Task objective: Write out each of the lines below character for character, changing nothing.

Provided data:
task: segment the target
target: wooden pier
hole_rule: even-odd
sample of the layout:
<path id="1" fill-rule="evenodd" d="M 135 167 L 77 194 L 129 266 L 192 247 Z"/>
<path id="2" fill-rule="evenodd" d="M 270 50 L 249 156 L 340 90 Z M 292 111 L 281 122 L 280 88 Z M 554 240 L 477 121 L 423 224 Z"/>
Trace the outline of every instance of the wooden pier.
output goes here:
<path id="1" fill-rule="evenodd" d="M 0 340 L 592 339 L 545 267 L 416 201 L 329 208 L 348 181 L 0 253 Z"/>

Answer below:
task: segment the target
target: wooden pier
hole_rule: even-odd
sample of the layout:
<path id="1" fill-rule="evenodd" d="M 135 167 L 77 194 L 129 266 L 192 247 Z"/>
<path id="2" fill-rule="evenodd" d="M 270 50 L 249 156 L 340 90 Z M 292 111 L 281 122 L 280 88 Z M 554 240 L 477 121 L 423 224 Z"/>
Trace the outline of every instance of the wooden pier.
output goes here:
<path id="1" fill-rule="evenodd" d="M 0 340 L 592 339 L 545 267 L 416 201 L 329 208 L 348 181 L 0 253 Z"/>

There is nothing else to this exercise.